**ASSIGNED TASK**
Among the lines of this listing, count those that include "zipper" and state the count by itself.
::::
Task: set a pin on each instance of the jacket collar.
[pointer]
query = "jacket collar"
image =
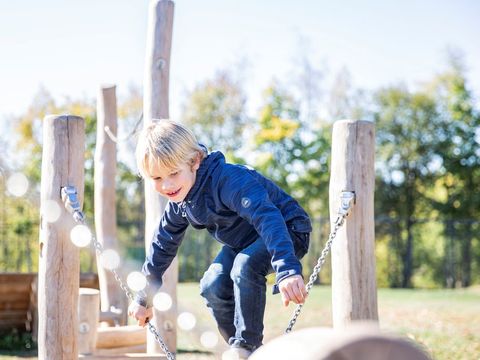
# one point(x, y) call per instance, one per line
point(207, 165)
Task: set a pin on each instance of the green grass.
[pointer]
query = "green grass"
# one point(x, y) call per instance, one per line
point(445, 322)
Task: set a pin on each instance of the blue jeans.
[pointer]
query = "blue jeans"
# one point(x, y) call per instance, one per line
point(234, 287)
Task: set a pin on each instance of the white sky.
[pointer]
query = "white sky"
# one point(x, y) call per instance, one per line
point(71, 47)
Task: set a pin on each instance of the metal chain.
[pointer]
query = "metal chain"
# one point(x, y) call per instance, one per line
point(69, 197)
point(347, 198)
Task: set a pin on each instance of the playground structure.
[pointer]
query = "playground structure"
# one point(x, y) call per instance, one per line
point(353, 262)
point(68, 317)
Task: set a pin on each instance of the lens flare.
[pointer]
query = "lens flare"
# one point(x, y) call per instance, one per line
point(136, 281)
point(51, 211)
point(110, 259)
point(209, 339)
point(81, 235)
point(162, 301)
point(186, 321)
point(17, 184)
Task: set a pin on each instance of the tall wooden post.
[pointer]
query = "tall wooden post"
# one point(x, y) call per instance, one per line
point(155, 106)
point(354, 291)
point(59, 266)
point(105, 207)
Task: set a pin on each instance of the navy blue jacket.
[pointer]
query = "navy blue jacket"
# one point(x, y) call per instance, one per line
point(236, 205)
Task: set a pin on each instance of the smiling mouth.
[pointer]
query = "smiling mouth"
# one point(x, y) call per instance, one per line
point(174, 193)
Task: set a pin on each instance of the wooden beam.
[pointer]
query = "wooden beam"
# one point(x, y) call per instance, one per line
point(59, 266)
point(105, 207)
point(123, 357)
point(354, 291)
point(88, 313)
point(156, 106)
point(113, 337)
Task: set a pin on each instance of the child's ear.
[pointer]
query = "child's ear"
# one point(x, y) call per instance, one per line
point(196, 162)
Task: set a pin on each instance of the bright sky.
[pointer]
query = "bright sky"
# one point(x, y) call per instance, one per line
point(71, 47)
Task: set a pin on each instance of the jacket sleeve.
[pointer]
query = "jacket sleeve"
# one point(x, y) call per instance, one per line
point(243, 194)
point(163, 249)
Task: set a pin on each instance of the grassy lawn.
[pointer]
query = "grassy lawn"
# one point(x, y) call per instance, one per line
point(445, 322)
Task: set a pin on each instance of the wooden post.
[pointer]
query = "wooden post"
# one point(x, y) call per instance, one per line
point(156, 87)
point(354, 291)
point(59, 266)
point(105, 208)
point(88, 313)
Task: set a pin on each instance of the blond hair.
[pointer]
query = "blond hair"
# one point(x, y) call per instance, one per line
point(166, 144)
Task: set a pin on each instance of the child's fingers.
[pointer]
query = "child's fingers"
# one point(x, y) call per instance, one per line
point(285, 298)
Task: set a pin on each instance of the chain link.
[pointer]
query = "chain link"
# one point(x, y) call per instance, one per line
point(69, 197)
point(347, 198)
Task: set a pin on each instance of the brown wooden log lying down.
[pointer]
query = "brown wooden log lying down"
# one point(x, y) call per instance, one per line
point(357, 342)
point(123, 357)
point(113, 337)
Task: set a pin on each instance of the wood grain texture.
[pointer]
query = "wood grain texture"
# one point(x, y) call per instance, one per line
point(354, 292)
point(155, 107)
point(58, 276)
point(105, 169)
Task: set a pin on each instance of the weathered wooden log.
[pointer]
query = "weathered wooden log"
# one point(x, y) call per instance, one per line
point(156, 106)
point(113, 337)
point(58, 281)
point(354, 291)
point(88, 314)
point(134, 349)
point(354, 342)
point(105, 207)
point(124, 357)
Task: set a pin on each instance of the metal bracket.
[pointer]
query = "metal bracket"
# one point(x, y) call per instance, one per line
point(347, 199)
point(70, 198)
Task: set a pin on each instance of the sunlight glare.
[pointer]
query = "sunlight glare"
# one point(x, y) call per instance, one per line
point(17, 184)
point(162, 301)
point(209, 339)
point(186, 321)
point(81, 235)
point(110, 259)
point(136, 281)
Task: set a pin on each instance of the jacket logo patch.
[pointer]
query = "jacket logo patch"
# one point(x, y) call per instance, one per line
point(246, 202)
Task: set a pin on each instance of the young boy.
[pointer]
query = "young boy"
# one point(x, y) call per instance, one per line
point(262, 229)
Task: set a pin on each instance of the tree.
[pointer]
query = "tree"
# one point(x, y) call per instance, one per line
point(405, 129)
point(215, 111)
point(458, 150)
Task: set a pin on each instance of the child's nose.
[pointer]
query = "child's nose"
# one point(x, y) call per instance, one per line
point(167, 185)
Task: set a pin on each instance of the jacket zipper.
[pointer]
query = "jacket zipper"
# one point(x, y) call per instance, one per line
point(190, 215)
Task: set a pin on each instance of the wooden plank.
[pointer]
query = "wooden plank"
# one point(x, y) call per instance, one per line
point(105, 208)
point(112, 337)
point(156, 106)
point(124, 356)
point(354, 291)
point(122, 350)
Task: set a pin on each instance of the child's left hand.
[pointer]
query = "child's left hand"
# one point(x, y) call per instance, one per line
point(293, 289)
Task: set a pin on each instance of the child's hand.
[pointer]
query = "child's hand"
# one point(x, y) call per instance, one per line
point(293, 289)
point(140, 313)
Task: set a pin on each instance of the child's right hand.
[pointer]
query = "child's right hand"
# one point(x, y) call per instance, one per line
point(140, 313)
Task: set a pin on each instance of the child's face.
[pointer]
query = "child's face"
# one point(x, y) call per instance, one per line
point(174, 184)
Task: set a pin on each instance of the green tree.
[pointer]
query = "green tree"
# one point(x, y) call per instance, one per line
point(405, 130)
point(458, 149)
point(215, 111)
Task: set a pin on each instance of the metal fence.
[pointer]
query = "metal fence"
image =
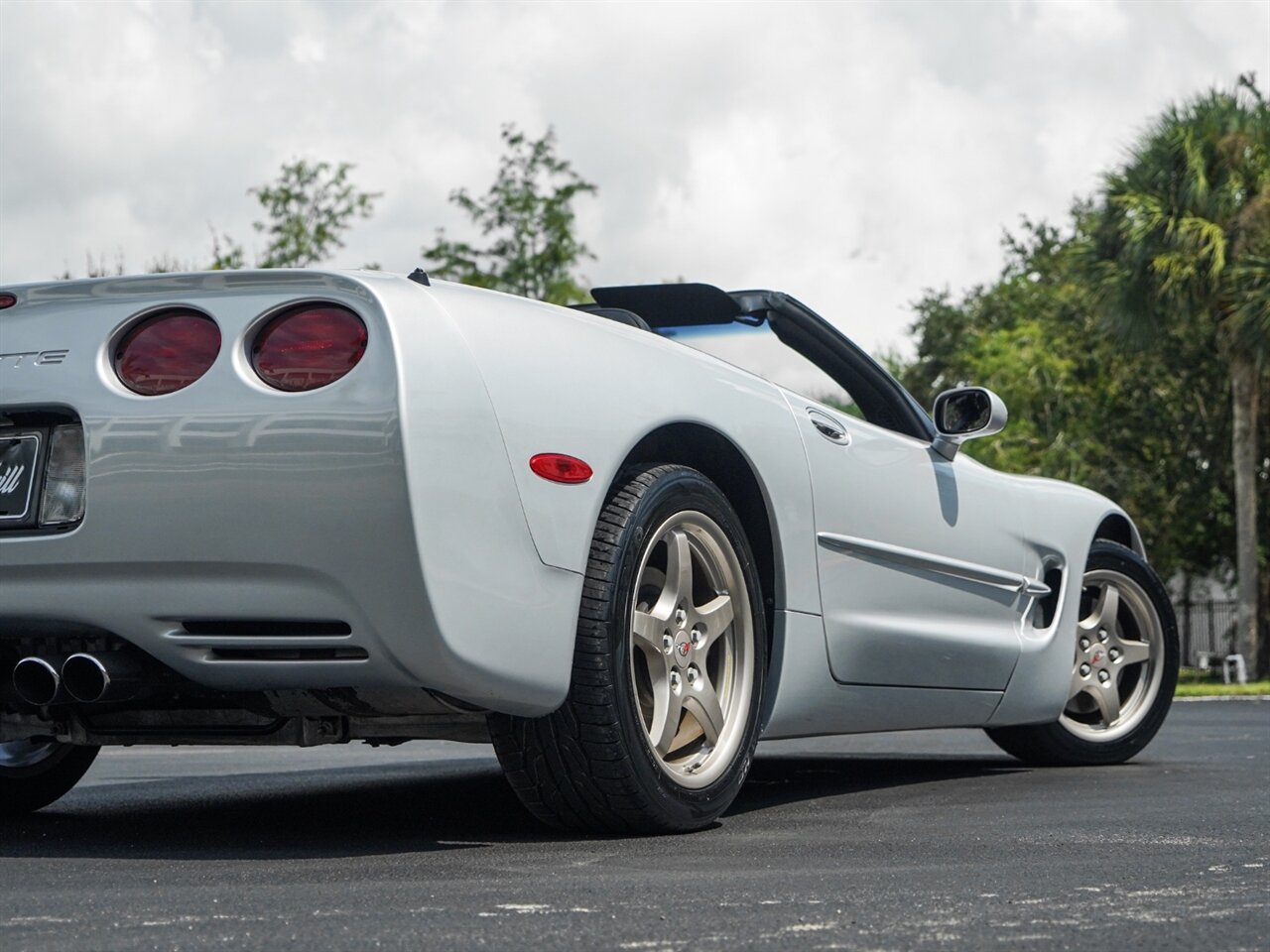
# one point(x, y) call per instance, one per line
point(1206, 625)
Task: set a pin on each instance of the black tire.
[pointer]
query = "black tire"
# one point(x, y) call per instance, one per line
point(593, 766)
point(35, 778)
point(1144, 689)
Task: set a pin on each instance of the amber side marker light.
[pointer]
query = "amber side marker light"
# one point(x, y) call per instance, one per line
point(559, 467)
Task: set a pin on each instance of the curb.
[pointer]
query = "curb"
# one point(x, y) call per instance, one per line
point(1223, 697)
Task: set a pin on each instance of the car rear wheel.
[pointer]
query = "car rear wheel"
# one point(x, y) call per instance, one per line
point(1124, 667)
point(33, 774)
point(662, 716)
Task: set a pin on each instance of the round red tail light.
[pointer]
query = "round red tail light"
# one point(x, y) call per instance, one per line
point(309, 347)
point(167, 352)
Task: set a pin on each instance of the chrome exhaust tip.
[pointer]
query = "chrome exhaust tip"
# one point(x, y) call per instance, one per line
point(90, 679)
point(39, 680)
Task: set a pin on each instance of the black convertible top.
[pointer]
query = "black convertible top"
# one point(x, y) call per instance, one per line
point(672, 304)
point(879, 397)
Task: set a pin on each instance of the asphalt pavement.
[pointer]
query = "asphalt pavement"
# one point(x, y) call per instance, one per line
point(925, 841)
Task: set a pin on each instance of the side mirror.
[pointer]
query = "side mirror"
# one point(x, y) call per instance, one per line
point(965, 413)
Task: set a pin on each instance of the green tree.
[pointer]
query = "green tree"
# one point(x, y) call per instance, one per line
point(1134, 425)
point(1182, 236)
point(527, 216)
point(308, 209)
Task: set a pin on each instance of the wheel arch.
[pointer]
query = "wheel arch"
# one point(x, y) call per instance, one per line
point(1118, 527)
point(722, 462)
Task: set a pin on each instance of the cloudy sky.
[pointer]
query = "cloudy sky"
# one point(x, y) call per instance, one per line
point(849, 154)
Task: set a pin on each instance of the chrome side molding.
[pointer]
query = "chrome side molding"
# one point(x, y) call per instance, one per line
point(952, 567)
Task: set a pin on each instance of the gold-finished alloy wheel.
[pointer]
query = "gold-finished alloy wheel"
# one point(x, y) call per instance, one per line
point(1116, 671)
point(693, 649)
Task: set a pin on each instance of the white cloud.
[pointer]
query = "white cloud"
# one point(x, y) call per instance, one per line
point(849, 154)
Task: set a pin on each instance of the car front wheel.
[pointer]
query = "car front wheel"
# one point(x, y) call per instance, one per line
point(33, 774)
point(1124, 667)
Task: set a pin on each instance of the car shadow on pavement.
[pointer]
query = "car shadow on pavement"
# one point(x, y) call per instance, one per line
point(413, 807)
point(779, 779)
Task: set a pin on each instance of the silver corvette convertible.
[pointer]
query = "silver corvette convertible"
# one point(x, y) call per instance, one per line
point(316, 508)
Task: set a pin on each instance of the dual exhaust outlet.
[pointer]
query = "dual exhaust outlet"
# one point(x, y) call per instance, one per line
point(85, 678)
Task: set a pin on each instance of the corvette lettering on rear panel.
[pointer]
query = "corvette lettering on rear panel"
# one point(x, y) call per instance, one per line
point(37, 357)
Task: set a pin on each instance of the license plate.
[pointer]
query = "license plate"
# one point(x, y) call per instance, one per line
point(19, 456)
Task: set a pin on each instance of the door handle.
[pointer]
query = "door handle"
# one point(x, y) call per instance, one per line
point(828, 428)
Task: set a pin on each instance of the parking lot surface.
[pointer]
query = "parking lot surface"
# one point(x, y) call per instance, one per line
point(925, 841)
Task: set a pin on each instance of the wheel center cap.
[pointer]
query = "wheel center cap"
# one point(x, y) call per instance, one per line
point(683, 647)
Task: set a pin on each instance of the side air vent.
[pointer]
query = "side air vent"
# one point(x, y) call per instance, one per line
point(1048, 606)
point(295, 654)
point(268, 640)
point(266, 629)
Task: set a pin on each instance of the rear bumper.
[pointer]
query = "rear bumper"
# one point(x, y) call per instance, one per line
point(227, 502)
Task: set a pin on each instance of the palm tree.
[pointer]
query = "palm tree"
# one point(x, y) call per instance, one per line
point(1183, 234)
::::
**ANSWER BELOW**
2